Collected data entries:
╭──

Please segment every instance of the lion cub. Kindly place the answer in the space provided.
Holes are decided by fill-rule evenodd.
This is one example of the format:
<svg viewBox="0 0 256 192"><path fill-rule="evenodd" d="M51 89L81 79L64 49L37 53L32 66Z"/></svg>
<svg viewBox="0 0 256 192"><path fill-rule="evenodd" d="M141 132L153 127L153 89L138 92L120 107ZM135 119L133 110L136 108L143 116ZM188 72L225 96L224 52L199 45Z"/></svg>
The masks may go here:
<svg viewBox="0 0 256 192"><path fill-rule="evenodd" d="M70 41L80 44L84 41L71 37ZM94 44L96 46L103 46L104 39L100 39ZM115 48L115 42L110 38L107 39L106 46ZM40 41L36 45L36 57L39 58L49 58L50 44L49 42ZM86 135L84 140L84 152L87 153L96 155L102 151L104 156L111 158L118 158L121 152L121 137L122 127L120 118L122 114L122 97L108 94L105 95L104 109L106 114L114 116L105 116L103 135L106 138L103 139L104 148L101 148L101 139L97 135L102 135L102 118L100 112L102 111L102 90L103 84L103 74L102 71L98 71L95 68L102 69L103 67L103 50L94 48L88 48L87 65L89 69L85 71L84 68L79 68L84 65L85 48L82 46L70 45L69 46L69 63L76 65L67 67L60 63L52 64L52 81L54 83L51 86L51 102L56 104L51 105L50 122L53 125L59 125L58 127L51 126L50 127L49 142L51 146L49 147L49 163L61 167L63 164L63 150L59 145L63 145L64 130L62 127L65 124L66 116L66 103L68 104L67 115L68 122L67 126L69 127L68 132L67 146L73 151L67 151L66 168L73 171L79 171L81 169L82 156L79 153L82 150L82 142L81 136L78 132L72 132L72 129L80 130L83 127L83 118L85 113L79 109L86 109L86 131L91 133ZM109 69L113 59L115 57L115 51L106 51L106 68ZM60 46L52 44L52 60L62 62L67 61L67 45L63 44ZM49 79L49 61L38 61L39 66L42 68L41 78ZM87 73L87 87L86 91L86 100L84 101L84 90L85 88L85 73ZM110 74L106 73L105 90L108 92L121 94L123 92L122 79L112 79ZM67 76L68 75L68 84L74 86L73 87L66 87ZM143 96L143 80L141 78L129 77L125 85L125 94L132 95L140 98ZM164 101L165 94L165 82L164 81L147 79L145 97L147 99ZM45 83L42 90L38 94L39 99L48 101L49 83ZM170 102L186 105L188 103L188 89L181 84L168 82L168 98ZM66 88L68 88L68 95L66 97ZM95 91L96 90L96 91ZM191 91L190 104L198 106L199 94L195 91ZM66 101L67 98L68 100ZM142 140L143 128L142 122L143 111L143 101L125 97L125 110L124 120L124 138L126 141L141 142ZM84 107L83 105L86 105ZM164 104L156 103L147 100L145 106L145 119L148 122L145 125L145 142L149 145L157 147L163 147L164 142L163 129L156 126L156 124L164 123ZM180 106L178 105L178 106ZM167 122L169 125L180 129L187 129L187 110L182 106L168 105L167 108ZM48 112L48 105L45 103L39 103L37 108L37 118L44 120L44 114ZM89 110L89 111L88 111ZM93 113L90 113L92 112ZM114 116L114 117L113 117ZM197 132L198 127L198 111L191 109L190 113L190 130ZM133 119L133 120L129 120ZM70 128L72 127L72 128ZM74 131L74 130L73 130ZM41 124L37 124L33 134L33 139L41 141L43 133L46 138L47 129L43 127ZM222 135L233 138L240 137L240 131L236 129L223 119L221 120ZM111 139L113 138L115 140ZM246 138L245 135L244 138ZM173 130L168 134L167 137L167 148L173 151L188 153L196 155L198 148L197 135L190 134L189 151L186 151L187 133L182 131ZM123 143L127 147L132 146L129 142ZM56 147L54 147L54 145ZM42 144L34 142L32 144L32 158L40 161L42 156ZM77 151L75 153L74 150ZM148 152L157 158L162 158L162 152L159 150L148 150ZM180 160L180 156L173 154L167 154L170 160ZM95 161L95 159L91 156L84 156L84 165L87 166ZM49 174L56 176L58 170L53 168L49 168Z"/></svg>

╰──

> [What the task requires] Could you extract every line of the material above and reproduce each one word for word, with no changes?

> [Result]
Please segment every instance of the lion cub. Kindly place the answer in the space provided.
Holes are decided by fill-rule evenodd.
This is one example of the format:
<svg viewBox="0 0 256 192"><path fill-rule="evenodd" d="M51 89L81 79L64 49L37 53L32 66Z"/></svg>
<svg viewBox="0 0 256 192"><path fill-rule="evenodd" d="M141 132L153 127L153 89L138 92L120 107ZM135 119L133 110L136 108L143 116ZM188 72L225 96L224 52L199 45Z"/></svg>
The masks may go here:
<svg viewBox="0 0 256 192"><path fill-rule="evenodd" d="M70 41L80 44L84 41L71 37ZM94 44L96 46L103 46L104 39L100 39ZM115 48L115 42L110 38L107 39L106 46ZM40 41L36 45L36 57L39 58L49 58L50 44L49 42ZM86 135L84 140L84 152L87 153L96 155L102 151L104 156L111 158L118 158L121 152L121 137L122 127L120 118L122 114L122 97L108 94L105 95L104 109L106 114L114 116L105 116L103 135L106 138L103 139L104 148L101 148L101 139L97 135L102 135L102 118L100 112L102 111L102 90L103 84L103 74L102 71L98 71L95 68L102 69L103 67L103 50L94 48L88 48L87 65L89 69L85 71L84 68L79 68L84 65L85 48L82 46L70 45L69 46L69 63L76 65L67 67L60 63L52 64L52 81L54 83L51 86L51 102L56 104L51 105L50 122L53 125L59 125L58 127L51 126L50 127L49 142L51 146L49 147L49 163L61 167L63 164L63 150L59 145L63 145L64 130L62 127L65 124L66 116L66 103L68 104L67 115L68 122L67 126L69 127L68 132L67 146L73 151L67 151L66 168L73 171L79 171L81 169L82 156L79 153L82 150L82 142L81 136L78 132L72 132L72 129L80 130L83 127L83 118L85 113L79 109L86 109L86 131L91 133ZM109 69L113 59L115 57L115 51L106 51L106 68ZM60 46L52 44L52 60L62 62L67 61L67 45L63 44ZM49 79L49 61L38 61L39 66L42 68L41 78ZM87 73L87 87L86 91L86 100L84 101L84 90L85 88L85 73ZM110 74L106 73L105 90L108 92L121 94L123 92L122 79L112 79ZM67 76L68 75L68 84L74 86L73 87L66 87ZM143 96L143 80L141 78L129 77L125 85L125 94L132 95L140 98ZM164 101L165 94L165 82L164 81L147 79L145 97L147 99ZM45 83L42 90L38 94L39 99L48 101L49 83ZM170 102L186 105L188 103L188 89L181 84L168 82L168 98ZM66 88L68 88L68 95L66 97ZM95 91L96 90L96 91ZM191 91L190 104L198 106L199 94L195 91ZM66 101L67 98L68 100ZM142 140L143 128L142 122L143 111L143 101L125 97L125 110L124 120L124 138L126 141L141 142ZM84 107L83 105L86 105ZM164 104L156 103L147 100L145 106L145 119L148 122L145 125L145 142L149 145L157 147L163 147L164 142L163 129L156 126L156 124L164 123ZM180 106L178 105L178 106ZM167 122L169 125L180 129L187 129L187 110L182 106L168 105L167 108ZM48 112L48 105L45 103L39 103L37 108L37 118L44 120L44 114ZM89 110L89 111L88 111ZM93 113L90 113L92 112ZM114 116L114 117L113 117ZM197 132L198 127L198 111L191 109L190 113L190 130ZM133 119L133 120L129 120ZM70 128L72 127L72 128ZM74 131L74 130L73 130ZM41 124L37 124L33 134L33 139L41 141L43 133L46 138L47 129L43 127ZM222 135L233 138L240 137L240 131L236 129L223 119L221 120ZM111 139L113 138L115 140ZM246 138L245 135L244 138ZM173 130L168 134L167 137L167 148L173 151L188 153L196 155L198 148L197 135L190 134L189 151L186 151L187 133L182 131ZM123 143L127 147L132 146L129 142ZM56 147L54 147L54 145ZM42 144L34 142L32 144L32 158L40 161L42 156ZM77 151L75 153L74 150ZM148 152L157 158L162 158L162 152L159 150L148 150ZM180 160L180 156L173 154L167 154L170 160ZM95 161L95 159L91 156L84 156L84 165L87 166ZM49 174L56 176L58 170L53 168L49 168Z"/></svg>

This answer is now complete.